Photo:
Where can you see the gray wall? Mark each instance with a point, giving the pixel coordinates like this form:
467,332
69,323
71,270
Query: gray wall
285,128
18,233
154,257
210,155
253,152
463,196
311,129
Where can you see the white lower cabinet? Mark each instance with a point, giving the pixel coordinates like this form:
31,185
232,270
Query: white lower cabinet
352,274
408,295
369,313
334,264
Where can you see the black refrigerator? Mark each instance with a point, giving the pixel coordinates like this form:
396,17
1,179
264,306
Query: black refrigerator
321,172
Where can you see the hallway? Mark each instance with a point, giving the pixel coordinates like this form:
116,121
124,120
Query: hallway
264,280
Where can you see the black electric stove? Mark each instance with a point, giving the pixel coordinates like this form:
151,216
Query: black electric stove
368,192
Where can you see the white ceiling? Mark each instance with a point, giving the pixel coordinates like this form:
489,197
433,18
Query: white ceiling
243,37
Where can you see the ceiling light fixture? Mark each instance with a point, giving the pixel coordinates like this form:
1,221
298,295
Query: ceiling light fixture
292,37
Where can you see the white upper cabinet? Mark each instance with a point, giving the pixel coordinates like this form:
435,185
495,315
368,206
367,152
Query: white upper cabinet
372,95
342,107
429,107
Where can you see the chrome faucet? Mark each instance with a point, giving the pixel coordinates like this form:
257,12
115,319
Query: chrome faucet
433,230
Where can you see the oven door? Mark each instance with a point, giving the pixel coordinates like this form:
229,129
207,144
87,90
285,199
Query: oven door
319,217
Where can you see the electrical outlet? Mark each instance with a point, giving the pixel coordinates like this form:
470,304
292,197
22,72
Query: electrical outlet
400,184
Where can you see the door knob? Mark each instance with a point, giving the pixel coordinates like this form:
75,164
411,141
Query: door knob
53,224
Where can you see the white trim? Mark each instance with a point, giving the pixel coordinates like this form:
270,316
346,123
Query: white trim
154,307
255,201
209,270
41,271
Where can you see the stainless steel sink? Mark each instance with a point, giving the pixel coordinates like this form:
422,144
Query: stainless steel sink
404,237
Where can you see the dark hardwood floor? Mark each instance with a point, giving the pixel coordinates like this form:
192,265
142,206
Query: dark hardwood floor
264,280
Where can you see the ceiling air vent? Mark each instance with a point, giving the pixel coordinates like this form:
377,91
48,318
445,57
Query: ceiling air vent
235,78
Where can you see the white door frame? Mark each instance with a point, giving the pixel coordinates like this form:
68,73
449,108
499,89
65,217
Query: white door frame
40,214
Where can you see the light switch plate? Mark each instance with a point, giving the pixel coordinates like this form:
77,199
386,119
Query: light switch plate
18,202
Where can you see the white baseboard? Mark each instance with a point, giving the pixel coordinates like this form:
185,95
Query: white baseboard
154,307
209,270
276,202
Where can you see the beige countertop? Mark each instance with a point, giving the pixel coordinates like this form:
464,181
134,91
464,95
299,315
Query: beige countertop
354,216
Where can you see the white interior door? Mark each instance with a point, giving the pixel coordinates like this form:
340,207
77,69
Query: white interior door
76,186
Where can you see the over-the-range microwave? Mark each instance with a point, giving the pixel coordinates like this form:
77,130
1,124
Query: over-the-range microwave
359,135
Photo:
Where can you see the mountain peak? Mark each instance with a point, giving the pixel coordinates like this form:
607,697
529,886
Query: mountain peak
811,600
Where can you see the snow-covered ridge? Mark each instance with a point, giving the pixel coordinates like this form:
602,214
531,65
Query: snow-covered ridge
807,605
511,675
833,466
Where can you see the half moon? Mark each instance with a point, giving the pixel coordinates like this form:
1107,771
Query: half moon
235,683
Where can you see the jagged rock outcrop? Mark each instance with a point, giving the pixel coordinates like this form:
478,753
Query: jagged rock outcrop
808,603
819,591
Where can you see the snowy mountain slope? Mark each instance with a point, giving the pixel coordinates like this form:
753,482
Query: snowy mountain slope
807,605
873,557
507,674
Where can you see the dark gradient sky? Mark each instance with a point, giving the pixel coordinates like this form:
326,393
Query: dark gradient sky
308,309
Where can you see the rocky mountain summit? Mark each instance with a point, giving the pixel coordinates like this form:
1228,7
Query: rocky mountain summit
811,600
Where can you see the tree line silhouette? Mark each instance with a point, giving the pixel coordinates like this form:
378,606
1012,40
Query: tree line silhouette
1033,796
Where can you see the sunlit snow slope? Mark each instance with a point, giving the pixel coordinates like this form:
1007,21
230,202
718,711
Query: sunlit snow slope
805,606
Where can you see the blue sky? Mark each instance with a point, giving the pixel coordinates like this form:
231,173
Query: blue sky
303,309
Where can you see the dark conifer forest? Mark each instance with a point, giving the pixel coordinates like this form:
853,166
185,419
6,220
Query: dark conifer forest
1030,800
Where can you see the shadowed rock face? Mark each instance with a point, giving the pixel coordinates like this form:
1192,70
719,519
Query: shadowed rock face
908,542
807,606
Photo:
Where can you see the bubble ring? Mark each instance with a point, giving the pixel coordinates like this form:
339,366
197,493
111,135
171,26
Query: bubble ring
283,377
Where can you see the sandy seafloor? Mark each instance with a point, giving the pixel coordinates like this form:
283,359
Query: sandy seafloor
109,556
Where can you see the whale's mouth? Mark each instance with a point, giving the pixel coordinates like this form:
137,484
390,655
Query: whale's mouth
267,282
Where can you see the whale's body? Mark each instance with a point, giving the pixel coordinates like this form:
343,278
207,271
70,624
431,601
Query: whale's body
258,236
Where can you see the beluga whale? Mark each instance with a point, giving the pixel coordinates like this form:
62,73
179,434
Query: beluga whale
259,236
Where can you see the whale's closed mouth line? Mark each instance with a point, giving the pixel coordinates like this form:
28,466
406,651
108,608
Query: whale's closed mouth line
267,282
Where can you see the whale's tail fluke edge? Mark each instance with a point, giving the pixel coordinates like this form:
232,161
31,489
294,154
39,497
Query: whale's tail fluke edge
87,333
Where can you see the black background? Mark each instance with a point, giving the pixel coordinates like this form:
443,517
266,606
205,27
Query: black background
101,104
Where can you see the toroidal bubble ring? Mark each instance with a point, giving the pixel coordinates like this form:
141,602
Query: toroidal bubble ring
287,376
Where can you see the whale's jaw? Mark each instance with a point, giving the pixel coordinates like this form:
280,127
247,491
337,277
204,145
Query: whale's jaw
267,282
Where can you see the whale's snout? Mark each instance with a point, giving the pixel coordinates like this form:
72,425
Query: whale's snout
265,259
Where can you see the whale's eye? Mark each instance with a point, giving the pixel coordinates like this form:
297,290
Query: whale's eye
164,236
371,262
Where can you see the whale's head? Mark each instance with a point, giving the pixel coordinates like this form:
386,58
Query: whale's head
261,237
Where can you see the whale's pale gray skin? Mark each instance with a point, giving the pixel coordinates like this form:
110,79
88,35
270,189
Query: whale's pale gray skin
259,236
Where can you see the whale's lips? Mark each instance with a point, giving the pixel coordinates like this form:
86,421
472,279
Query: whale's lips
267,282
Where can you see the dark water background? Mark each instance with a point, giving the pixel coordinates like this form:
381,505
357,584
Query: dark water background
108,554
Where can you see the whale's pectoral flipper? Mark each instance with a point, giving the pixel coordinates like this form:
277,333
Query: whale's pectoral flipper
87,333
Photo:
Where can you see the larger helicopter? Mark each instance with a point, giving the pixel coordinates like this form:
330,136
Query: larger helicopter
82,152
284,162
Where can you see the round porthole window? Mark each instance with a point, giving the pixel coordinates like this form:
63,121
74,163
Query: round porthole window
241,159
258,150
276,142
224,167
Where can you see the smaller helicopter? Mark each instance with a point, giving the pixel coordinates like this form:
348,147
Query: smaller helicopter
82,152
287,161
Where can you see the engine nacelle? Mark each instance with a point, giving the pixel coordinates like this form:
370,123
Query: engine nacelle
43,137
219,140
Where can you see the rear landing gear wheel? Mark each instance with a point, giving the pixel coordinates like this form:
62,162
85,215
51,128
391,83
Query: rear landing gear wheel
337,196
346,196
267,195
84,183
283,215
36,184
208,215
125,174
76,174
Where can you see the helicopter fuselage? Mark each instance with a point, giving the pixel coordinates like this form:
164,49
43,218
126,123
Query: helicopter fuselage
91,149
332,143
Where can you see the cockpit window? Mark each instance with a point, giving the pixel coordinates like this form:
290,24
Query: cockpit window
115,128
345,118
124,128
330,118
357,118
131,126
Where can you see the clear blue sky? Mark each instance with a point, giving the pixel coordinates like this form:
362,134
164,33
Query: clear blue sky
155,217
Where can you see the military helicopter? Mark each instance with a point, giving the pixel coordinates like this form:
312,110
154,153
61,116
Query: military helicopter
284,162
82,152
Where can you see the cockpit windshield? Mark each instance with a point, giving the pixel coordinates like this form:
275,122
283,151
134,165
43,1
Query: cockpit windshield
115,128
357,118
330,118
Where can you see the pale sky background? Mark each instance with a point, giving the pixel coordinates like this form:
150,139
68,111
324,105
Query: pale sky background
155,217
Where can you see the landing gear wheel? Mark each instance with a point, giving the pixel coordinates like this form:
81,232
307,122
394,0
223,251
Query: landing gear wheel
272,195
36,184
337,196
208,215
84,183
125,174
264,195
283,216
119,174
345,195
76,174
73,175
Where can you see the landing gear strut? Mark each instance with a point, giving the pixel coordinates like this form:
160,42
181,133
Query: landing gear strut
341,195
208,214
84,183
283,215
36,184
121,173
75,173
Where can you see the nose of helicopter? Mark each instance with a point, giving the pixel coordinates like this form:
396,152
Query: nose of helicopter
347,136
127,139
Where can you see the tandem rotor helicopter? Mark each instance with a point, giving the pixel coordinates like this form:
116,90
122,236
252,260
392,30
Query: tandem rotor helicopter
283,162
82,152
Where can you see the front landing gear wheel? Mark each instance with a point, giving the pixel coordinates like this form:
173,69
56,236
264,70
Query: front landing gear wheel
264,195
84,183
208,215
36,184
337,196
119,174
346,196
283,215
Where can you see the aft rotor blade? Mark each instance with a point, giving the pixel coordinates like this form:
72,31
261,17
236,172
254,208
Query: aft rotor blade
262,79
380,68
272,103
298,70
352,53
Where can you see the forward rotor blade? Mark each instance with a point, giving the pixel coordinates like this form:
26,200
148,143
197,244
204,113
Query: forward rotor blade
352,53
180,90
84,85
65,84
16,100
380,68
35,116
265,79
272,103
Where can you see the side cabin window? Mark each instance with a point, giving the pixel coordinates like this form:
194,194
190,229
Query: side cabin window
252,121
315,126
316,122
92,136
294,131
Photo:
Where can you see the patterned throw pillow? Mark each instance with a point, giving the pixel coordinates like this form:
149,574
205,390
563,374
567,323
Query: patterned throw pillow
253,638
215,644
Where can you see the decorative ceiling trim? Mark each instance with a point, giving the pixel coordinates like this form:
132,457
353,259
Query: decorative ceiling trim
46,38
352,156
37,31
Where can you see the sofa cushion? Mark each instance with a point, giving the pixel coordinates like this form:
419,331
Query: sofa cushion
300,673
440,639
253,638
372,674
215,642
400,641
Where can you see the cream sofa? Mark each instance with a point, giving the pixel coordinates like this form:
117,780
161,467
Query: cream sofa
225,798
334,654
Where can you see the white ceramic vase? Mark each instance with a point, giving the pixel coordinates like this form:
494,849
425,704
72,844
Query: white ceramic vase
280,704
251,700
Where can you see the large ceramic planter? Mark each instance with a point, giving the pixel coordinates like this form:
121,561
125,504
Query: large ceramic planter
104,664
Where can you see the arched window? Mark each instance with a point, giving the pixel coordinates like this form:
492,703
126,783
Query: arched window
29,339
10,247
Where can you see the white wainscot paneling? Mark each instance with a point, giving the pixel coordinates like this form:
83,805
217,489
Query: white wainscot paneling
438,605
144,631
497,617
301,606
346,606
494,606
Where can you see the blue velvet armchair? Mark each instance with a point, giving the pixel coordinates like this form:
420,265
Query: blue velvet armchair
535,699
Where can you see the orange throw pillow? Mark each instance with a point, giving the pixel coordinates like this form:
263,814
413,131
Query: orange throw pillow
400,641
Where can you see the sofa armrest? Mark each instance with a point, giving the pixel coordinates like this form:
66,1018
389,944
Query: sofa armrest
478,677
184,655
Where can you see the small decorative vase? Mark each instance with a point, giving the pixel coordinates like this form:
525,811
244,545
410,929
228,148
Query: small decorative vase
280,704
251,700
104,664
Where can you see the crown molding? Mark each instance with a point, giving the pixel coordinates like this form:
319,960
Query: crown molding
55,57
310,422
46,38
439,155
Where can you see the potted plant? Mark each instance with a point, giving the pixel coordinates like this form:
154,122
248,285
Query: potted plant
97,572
■ ■ ■
-- Short task --
Format the lines from the one containing "Where can you see the sofa armrest?" through the final line as a Markdown table with the columns Row and Line. Number each row and leave out any blank lines.

-- Problem solution --
| Row | Line |
|---|---|
| 1 | Where can you see the sofa armrest? Mark each instance with a point, giving the pixel coordinates like this form: |
| 2 | 66,1018 |
| 3 | 389,944 |
| 4 | Query: sofa armrest |
| 5 | 478,677 |
| 6 | 184,655 |
| 7 | Where can you see the small decorative vase? Mark each instance with a point, giving the pixel coordinates like this form: |
| 8 | 525,811 |
| 9 | 244,545 |
| 10 | 410,929 |
| 11 | 228,148 |
| 12 | Query: small decorative vase |
| 13 | 280,704 |
| 14 | 251,700 |
| 15 | 104,664 |
| 16 | Where can you see the crown molding? Mark each instance with a point, giving the pixel coordinates like this form: |
| 17 | 319,960 |
| 18 | Query: crown molding |
| 19 | 55,57 |
| 20 | 310,422 |
| 21 | 46,38 |
| 22 | 439,155 |
| 23 | Where can you see the potted plant? Mark each instance with a point, giving the pixel coordinates like this form: |
| 24 | 154,122 |
| 25 | 248,285 |
| 26 | Query: potted plant |
| 27 | 97,572 |